→ **Work to do**: Format the listing as a numbered list from its first line through the line containing "<point>180,72</point>", both included. Skip blank lines and leave out the pictures.

BEGIN Data supplied

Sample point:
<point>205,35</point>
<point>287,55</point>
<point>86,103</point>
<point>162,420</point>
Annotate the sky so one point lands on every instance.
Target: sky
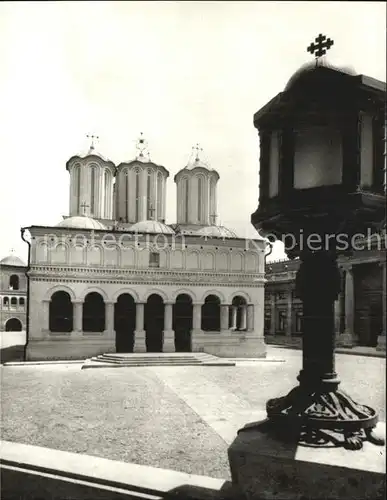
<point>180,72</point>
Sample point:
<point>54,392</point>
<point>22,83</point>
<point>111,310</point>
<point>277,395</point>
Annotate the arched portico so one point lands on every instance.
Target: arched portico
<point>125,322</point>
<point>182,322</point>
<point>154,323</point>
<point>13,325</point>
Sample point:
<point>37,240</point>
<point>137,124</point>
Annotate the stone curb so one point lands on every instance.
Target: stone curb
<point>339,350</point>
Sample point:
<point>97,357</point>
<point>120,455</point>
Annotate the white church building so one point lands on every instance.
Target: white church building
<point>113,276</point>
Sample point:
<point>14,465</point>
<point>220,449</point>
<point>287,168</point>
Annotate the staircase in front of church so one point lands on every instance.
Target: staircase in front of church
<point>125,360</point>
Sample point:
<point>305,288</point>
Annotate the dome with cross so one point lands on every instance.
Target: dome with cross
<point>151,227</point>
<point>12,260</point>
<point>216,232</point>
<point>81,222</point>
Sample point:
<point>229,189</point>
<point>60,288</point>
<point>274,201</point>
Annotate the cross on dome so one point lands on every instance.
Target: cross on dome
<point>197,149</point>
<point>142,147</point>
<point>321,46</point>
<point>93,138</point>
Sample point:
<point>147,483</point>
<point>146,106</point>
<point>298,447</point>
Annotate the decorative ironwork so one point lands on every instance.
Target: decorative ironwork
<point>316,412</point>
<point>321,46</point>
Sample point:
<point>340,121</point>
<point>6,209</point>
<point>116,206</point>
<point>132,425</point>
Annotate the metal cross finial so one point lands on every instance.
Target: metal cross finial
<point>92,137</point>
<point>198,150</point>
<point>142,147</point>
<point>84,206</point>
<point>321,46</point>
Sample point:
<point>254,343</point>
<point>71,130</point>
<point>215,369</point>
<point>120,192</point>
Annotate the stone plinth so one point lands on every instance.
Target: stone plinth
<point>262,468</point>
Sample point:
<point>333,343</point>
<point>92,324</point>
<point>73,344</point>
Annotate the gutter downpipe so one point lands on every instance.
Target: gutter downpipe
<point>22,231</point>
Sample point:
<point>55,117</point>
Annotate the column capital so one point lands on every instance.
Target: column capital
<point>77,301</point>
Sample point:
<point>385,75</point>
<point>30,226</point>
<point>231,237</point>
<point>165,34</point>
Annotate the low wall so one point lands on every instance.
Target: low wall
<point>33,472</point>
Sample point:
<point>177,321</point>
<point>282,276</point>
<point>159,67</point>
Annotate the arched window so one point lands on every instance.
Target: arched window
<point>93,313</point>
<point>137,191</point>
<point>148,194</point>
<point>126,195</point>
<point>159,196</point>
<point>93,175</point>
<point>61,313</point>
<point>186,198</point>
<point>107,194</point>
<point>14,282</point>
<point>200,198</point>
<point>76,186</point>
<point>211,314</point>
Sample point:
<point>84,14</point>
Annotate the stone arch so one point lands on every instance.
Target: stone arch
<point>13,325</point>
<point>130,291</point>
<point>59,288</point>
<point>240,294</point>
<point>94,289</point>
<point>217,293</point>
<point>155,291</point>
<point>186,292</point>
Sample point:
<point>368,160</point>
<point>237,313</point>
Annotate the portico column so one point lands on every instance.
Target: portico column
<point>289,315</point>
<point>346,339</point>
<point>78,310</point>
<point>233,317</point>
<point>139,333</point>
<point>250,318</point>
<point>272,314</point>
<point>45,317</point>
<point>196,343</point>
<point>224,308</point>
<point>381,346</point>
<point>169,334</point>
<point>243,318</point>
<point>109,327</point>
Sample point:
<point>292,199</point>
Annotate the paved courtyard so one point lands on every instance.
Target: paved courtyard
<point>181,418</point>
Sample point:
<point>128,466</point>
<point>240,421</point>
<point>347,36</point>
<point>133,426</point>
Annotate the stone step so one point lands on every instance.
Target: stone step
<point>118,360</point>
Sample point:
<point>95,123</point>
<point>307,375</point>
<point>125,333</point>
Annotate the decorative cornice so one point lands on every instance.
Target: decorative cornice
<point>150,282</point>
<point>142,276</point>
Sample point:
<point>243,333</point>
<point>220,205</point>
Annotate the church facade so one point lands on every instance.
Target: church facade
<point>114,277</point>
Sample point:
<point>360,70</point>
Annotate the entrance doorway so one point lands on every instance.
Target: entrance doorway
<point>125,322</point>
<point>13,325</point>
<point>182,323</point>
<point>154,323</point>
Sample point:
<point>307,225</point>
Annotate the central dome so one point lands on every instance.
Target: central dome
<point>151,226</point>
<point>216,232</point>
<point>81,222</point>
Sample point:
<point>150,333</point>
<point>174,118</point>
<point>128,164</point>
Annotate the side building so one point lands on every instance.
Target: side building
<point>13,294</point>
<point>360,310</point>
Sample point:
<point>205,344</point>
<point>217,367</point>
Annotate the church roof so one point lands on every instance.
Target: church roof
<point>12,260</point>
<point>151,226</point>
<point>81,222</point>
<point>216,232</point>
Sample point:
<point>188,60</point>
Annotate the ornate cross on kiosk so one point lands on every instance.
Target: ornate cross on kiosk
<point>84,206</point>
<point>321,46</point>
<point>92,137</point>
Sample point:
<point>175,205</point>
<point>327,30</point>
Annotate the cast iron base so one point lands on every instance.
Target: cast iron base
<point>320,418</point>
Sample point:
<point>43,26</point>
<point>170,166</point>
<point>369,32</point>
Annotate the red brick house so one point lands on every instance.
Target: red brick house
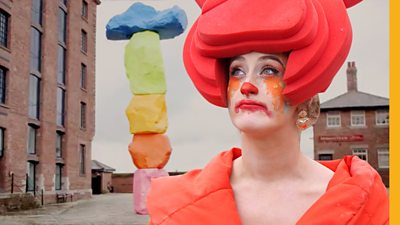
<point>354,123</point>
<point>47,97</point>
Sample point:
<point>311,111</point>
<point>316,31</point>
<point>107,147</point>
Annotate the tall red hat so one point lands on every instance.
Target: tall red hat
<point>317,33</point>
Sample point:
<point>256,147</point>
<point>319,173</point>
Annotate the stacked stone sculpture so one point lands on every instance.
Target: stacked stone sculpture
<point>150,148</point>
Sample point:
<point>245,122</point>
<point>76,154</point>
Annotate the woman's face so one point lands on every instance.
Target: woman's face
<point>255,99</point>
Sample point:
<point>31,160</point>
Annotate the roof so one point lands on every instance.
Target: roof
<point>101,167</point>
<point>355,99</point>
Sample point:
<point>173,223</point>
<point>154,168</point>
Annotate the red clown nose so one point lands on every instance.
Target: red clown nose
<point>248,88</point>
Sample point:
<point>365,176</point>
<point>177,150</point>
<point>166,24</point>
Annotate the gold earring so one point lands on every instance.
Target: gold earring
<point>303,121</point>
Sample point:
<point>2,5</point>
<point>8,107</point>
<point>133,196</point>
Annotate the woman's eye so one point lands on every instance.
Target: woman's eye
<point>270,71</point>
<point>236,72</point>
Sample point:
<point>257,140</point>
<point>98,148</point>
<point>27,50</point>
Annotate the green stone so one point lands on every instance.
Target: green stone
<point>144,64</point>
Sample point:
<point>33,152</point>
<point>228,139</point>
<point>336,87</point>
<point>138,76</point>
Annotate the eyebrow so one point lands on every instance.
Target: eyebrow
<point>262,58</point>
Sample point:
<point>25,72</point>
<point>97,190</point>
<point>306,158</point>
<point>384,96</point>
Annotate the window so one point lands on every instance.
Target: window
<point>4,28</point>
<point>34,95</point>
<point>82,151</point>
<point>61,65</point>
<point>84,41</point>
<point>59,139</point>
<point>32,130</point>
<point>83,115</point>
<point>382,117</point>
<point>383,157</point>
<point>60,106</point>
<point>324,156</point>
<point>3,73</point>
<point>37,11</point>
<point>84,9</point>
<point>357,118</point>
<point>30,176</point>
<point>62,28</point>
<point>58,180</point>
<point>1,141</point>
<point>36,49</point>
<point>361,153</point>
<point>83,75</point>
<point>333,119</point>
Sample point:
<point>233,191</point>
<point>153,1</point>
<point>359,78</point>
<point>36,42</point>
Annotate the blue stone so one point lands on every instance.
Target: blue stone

END Data supplied

→ **Exercise solution**:
1. Sample point:
2. <point>205,35</point>
3. <point>287,55</point>
4. <point>86,103</point>
5. <point>162,420</point>
6. Annotate the sky so one point lands on every instance.
7. Target: sky
8. <point>180,72</point>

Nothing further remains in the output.